> SET EXERCISE 1:
Extract the part of the cat book thread that opens with the words "I don't have any cat" and closes with "others may suggest.", copying it word for word.

*** TEXT SEGMENT

# Recommended Cat Books?



## dakota2004 (Aug 23, 2011)

I don't have any cat books in my home library and was wondering if anyone here could recommend some. I would really like a book on cat breeds, but books on health, behavior, and training are good too. I would also like it if they were all as current as possible, say nothing earlier than 2005? also, do any of you have a cat magazine that you feel is really good? Thank you.


----------



## Ted (Aug 28, 2011)

Good question. I look forward to reading what others may suggest.


----------



## Paws On Your Heart (Aug 2, 2011)

Hi,

I don't have any book recommendations for recently published cat books, so I look forward to seeing what others suggest. I can, however recommend a few of my favourite cat magazines. 

If you live in North America, a really good cat magazine is "Cat Fancy" it features a lot of good information about breeds, healthcare, and behaviour.

The UK also has two really good magazines, "Your Cat" and "Cat World". Again, both of these magazines have information about all things cat related, such as breeds, healthcare, and behaviour.

You might even be able to read these magazines online (I know for sure that "Cat Fancy" is available to read online). 

I hope one of these magazines appeals to you too!


----------



## furryfriends251 (Jan 1, 2009)

Amazon.com: Your Cat: Simple New Secrets to a Longer, Stronger Life (9780312358020): Elizabeth M. Hodgkins: Books is a very good book


----------



## cooncatbob (May 27, 2011)

I have a copy of "Think like a Cat"
It's copy righted 2000.


----------



## Ted (Aug 28, 2011)

******
*** PROVIDED MATERIAL

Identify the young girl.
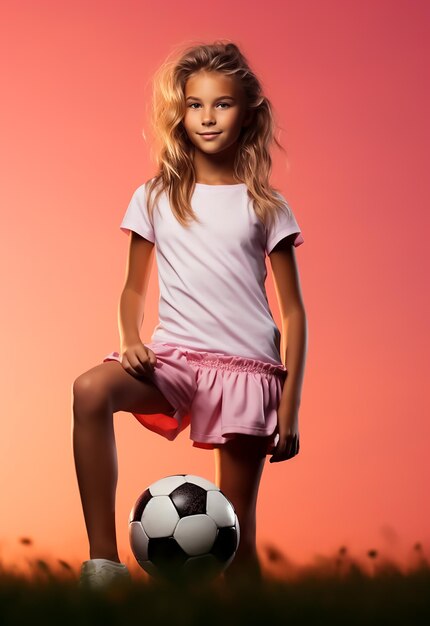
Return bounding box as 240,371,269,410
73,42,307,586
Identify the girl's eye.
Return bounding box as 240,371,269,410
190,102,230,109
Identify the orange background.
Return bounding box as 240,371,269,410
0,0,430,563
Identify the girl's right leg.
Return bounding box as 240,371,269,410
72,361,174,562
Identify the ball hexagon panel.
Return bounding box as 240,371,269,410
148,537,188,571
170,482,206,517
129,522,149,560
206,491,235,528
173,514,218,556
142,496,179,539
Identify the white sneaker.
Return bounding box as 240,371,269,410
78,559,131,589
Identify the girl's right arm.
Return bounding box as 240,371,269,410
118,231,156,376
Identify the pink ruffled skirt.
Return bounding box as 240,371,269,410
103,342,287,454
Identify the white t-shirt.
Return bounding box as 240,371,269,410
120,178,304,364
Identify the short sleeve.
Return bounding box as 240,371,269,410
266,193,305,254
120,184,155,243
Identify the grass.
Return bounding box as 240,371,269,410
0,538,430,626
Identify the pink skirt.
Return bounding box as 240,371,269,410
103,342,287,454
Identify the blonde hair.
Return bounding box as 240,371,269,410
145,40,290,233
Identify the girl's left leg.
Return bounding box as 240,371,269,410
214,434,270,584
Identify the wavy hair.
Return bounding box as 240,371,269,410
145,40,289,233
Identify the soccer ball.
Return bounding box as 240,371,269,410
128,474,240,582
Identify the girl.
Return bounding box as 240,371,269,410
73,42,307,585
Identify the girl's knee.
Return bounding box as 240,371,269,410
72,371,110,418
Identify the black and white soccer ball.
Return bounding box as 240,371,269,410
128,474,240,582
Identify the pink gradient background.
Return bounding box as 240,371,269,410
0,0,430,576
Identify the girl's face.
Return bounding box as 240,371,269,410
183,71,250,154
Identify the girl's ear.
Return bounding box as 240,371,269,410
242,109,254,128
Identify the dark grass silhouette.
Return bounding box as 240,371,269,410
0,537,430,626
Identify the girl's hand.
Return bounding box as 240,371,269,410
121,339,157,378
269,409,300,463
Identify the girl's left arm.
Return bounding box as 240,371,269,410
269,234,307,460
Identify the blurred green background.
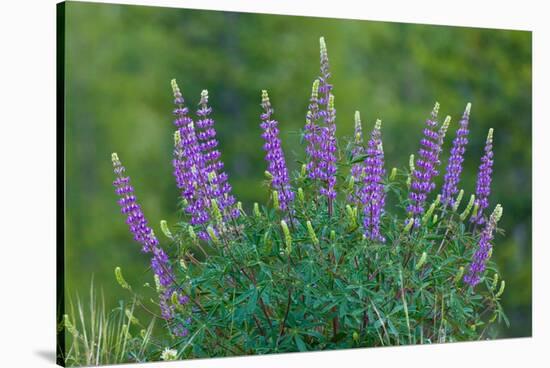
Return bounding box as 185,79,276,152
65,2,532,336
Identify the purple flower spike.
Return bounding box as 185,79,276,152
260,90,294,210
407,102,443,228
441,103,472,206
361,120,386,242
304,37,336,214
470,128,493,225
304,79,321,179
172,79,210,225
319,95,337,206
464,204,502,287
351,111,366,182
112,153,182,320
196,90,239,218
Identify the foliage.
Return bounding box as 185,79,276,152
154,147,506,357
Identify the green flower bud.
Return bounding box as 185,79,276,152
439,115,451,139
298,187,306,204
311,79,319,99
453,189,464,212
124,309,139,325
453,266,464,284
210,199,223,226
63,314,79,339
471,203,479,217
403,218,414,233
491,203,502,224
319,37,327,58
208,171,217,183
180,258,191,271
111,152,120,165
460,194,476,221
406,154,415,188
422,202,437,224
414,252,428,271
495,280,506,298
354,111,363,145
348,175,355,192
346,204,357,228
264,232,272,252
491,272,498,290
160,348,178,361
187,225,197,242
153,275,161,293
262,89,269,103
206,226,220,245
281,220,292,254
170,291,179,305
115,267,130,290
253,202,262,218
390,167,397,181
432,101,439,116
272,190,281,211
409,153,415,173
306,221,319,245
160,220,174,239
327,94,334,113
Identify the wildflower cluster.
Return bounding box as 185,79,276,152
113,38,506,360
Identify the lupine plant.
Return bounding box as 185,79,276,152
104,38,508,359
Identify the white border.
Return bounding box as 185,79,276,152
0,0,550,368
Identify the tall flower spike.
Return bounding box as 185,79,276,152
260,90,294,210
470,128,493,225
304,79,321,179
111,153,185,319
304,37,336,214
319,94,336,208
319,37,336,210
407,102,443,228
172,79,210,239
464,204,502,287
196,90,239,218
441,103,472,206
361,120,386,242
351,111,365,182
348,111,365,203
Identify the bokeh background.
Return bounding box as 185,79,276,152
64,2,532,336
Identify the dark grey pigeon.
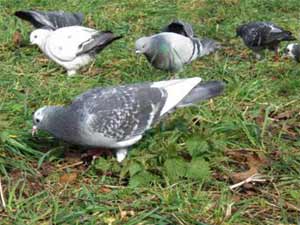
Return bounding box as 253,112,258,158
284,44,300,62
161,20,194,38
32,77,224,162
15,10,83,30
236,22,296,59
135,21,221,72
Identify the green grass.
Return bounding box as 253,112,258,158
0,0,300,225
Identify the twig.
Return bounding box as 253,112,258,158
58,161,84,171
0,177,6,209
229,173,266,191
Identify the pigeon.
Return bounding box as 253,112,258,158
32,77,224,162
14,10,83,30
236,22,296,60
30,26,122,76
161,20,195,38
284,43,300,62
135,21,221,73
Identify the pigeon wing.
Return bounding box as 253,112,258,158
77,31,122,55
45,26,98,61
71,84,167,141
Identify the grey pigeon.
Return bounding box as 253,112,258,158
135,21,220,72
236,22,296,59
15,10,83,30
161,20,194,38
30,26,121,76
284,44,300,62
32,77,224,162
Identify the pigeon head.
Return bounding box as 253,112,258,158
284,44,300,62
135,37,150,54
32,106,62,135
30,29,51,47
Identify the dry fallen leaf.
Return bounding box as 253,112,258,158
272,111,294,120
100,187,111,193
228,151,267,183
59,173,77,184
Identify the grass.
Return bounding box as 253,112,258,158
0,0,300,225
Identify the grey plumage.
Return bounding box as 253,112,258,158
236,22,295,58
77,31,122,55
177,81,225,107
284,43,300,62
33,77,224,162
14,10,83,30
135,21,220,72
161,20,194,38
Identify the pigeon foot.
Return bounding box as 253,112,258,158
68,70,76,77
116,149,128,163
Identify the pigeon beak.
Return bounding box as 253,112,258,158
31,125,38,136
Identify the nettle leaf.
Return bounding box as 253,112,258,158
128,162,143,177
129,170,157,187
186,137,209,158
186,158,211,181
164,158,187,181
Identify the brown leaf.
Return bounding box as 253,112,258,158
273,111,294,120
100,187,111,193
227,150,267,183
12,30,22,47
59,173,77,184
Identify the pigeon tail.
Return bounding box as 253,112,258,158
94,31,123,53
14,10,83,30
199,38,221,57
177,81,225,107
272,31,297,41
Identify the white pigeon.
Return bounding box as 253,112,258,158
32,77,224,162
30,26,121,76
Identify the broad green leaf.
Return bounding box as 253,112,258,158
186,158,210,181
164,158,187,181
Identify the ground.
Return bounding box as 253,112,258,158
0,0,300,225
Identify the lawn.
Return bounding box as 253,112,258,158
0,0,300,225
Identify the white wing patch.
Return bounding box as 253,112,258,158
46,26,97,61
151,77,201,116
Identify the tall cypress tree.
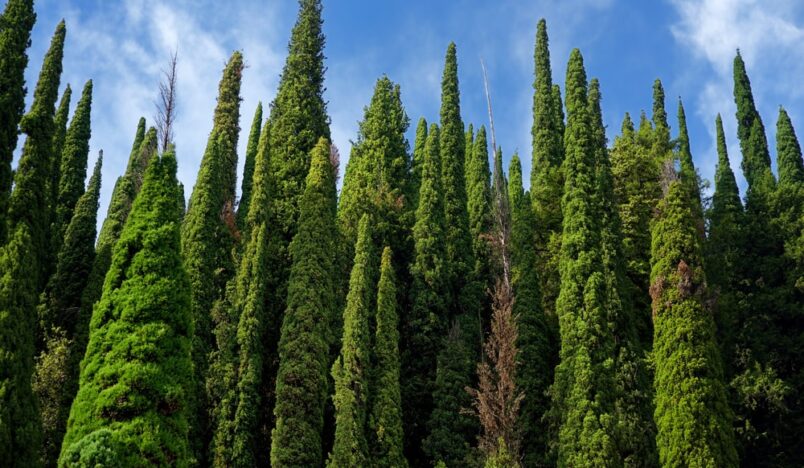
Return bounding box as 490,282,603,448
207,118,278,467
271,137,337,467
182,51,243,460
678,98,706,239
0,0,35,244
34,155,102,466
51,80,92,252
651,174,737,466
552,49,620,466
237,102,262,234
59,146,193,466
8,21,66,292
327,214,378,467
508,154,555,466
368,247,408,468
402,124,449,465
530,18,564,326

******

> SET EXERCISE 2:
Put the Recorded data rows, from the line containing "Identify the girl's hand." through the line containing "65,2,532,336", into a Markdown table with the columns Nr and Line, numbering each line and skipping blank ones. Leave the pictures out.

> RESULT 1:
I don't have any cat books in my home library and was wondering if anyone here could recommend some. I would really like a book on cat breeds, but books on health, behavior, and training are good too. I would also like it if they were all as current as possible, say nothing earlier than 2005? also, do any of you have a cat magazine that you feel is really good? Thank you.


----------



## Ted (Aug 28, 2011)

Good question. I look forward to reading what others may suggest.

> RESULT 2:
| Nr | Line |
|---|---|
| 1 | Identify the girl's hand. |
| 2 | Return bounding box as 240,371,269,410 |
| 3 | 121,339,157,378 |
| 4 | 269,409,300,463 |
| 5 | Identify the girl's left arm. |
| 6 | Return bounding box as 240,371,269,410 |
| 7 | 269,234,307,460 |
| 8 | Identify the blurred green background. |
| 9 | Return bounding box as 185,79,276,152 |
| 10 | 65,2,532,336 |